PASSAGE SHOWN:
═══
Sara Mameni
Invasion of the Cybernetic Hand and Other Predicaments
- Kristin Lucas: If Lost Then Found
- Or Gallery, Vancouver, 1 December, 2006 to 13 January, 2007
In 1986 Stelarc announced that “evolution ends when technology invades the body.”1 The evolutionary halt, he maintained, was necessary as it was no longer advantageous to remain a human or evolve as a species, since “the body’s complexity, softness, and wetness would be difficult to sustain”2 in the coming digital environment. Stelarc’s performances, featuring prosthetic and digital attachments designed to respond to his muscular movements, were inscribed in a utopian rhetoric signifing a Cartesian desire to transcend the dripping body. In time, he had hoped that the wet body would yield to its dry-cleaned technological Other in order to survive on this planet.
═══
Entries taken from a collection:

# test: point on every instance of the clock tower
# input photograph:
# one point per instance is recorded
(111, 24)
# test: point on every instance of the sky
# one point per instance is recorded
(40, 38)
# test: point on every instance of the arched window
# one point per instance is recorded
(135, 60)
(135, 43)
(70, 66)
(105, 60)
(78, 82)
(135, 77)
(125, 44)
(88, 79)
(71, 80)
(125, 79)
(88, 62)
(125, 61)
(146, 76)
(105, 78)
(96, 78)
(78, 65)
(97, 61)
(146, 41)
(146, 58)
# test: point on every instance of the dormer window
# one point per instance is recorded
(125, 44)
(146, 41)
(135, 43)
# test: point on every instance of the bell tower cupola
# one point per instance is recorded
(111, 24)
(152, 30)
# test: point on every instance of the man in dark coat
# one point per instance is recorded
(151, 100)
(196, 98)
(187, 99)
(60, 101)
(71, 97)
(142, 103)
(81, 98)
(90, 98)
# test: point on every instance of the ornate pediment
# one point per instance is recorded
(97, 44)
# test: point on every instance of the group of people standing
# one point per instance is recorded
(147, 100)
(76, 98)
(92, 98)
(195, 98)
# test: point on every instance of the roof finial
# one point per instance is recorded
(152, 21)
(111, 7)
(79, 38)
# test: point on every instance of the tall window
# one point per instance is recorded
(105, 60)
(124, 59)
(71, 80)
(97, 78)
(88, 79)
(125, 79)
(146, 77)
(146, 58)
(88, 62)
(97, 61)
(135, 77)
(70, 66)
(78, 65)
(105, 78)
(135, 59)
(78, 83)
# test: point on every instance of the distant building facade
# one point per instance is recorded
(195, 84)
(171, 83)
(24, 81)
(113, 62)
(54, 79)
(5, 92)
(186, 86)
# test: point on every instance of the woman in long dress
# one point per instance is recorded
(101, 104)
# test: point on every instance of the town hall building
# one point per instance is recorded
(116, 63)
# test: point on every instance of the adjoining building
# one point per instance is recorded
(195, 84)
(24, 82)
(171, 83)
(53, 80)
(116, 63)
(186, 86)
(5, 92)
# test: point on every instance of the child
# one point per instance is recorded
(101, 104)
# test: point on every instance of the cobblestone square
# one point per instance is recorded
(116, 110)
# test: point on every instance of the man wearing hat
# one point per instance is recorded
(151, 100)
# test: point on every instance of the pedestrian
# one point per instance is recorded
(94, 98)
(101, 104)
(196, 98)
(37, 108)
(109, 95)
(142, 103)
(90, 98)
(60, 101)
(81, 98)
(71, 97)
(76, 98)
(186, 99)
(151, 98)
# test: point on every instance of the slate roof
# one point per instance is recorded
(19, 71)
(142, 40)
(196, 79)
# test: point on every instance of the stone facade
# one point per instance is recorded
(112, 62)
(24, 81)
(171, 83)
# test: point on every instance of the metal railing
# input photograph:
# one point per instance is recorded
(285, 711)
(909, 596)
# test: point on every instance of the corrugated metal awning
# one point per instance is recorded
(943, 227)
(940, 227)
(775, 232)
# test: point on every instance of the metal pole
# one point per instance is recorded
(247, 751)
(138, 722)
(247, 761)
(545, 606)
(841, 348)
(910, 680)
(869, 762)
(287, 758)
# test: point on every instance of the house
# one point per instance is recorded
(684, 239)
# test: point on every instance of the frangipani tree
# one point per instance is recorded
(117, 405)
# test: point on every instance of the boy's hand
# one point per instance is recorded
═══
TASKS TO COMPLETE:
1. In the review of Kristin Lucas's exhibition, switch "body" to "flesh" and give the passage again, starting at "Sara Mameni" and ending at "on this planet.".
2. Using the review of Kristin Lucas's exhibition, answer these questions:
(a) In what year did Stelarc announce that evolution ends when technology invades the body?
(b) In which gallery and city was If Lost Then Found shown?
(c) What were the prosthetic and digital attachments in Stelarc's performances designed to respond to?
3. Carry on the review of Kristin Lucas's exhibition from the point where it stops.
The listing plays no role in this.

ANSWERS PER TASK:
1.
Sara Mameni
Invasion of the Cybernetic Hand and Other Predicaments
- Kristin Lucas: If Lost Then Found
- Or Gallery, Vancouver, 1 December, 2006 to 13 January, 2007
In 1986 Stelarc announced that “evolution ends when technology invades the flesh.”1 The evolutionary halt, he maintained, was necessary as it was no longer advantageous to remain a human or evolve as a species, since “the flesh’s complexity, softness, and wetness would be difficult to sustain”2 in the coming digital environment. Stelarc’s performances, featuring prosthetic and digital attachments designed to respond to his muscular movements, were inscribed in a utopian rhetoric signifing a Cartesian desire to transcend the dripping flesh. In time, he had hoped that the wet flesh would yield to its dry-cleaned technological Other in order to survive on this planet.

2.
(a) 1986
(b) Or Gallery, Vancouver
(c) His muscular movements

3.
Evolution and dry-cleaning were the two things that came to my mind when I saw If Lost Then Found, Kristin Lucas’s recent exhibition at the Or Gallery. This unlikely association was prompted by Ocean Liner (2006), an assemblage that combined such ordinary household items as an ironing board, a rice-cooker, and a set of plastic leaves sprinkled with a white powder to stage a snowy, alien landscape. I first thought of the rice-cooker as a surveillance camera watching the silence of the winter scene; then I decided that it could also double as a motor capable of generating enough power to activate the attached propeller which could in turn guide the snowy landscape on its marine voyage. These seamlessly amalgamated throwaway products in their novel configurations alarmed me as to what scenarios might be taking shape in my kitchen cupboard.
Sitting beside Ocean Liner was a zoomorphic black stool fused with four wheels and two metallic wings. The large grilled wings, made out of lawn chairs, appeared to have steered the buoyant stool through the room and landed for a temporary rest. The sculpture seemed ready for a second take-off. A few steps away from the stool sculpture, and undoubtedly in telepathic communication with it, was Social Climber (1998), a six-legged remote control ascending a plinth. The implied narrative conveyed through the titles and the intricate armatures of Lucas’ sculptures helped to animate the assemblages in the room. The resulting static dynamism of these sculptures evoked visions of organic motion and growth and led me to imagine how they would behave if they were plugged in.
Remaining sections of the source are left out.